▸ Exercise set
(a) From the court bouillon article below, list every acidic ingredient it names as traditionally used in court bouillon.
(b) Retype the passage of the court bouillon article below between "Among the dishes" and "get her thoughts.", inclusive.
(c) Answer these questions using the court bouillon article below:
(i) Since what year has La Varenne been creating the recipes in the book?
(ii) Where is Willan's home?
(iii) How many minutes do thinly sliced carrots take to give up their flavor?

▸ Excerpted text
+ + +
Culinary icon Anne Willan has just released “Secrets From the La Varenne Kitchen,” a brief compendium of “50 Essential Recipes Every Cook Needs To Know.” This amazing book includes the recipes that are the backbone course for professional chefs and that Willan’s legendary school Ecole de Cuisine La Varenne in Paris has been creating since 1975.

Among the dishes are fish aspic, exquisitely specific details on puff pastry and 10 types of sorbet. But one recipe caught my eye: Court Bouillon — or in rough English translation: “Quick Broth.” As a mom who doesn’t have the time for more intricate recipes and whose two young girls don’t have the palates for aspic yet, I liked the sound of that. I called Anne Willan to get her thoughts.


“Secrets From the La Varenne Kitchen”
By Anne Willan, Spring House Press, 2015, 133 pages
» Click here for a chance to win a free copy
» Click here to buy the book


“It’s very interesting that you’ve chosen court bouillon,” Willan said from her home in Santa Monica, California, “because it’s not something anybody thinks of using nowadays. It really is right in sync with contemporary cooking,” she continued. “It’s very useful because today people always want to cook things healthfully and simply.”

Willan’s definition of court bouillon is simple and clear: “It’s a meatless and fatless broth, so very simple, but something that just adds flavor to whatever’s cooked in it.” The recipe, which is included below, is easy, but I was hoping to get some insider secrets. Willan was happy to comply, although clearly none of this seemed like a big secret to her: “Thinly slice the carrots,” she told me, “so that they give up their flavor in 15 or 20 minutes. Slice the onions fairly thinly, but not to worry about it. The green herbs you just drop in, keep the stems, they have lots of taste.”

The real secret of court bouillon is properly pairing the food being cooked in the broth with a sympathetic acidic ingredient. Traditionally, the acid used in court bouillon would be vinegar, wine or lemon juice. Willan provided more nuanced distinctions: “For whitefish, I’d probably go for wine, because you don’t want too strong a flavor. For darker fish, possibly lemon juice or vinegar because it balances the stronger flavor of the fish.”

In traditional French cuisine, court bouillon is a liquid used for simmering, and then it’s tossed out. But as we discussed using the broth as a part of the meal, Willan became intrigued, because that’s simply part of her cooking ethos. “Never throw anything away,” she said. “When you’ve got lovely cooking liquid from something like a big salmon, do something with it — fish soup with the leftover.”

I could hear her brain begin to click as she explored the Culinary Thought Experiment: “The liquid will have acquired the flavor of what’s been cooking in it,” she said. “So what I would like to do is boil it down, and make a little sauce with it, mount it with butter or something.”

Then her brain went into high gear: “You could do lovely experiments with it. I certainly haven’t gone into it myself, but you could do an Asian court bouillon, or a hot court bouillon. You’d use chili peppers, wouldn’t you? It’s got to be something pure, hasn’t it?”
+ + +
▸ Data entries

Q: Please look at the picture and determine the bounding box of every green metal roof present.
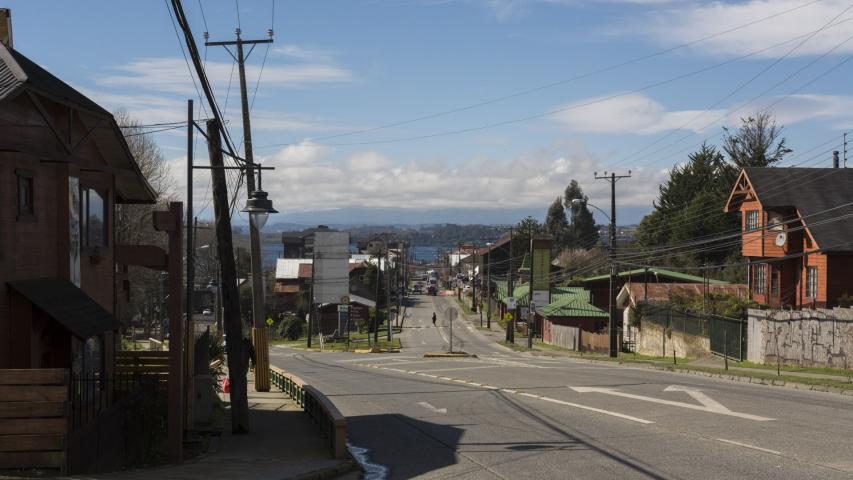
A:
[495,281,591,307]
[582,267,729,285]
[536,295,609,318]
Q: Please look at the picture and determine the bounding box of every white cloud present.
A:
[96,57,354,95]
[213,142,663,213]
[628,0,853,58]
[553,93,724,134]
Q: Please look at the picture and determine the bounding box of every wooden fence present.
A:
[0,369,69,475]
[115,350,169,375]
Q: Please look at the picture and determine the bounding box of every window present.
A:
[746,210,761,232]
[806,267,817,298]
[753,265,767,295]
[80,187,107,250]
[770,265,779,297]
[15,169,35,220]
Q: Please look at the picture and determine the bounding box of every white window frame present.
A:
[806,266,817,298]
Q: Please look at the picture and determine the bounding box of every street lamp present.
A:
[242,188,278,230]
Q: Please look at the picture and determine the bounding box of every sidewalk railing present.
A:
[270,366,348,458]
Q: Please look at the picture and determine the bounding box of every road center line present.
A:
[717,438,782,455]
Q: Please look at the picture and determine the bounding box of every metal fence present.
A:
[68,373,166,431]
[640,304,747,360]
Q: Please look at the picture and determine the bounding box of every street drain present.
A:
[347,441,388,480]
+ + +
▸ Task results
(a) vinegar, wine, lemon juice

(b)
Among the dishes are fish aspic, exquisitely specific details on puff pastry and 10 types of sorbet. But one recipe caught my eye: Court Bouillon — or in rough English translation: “Quick Broth.” As a mom who doesn’t have the time for more intricate recipes and whose two young girls don’t have the palates for aspic yet, I liked the sound of that. I called Anne Willan to get her thoughts.

(c)
(i) 1975
(ii) Santa Monica, California
(iii) 15 or 20 minutes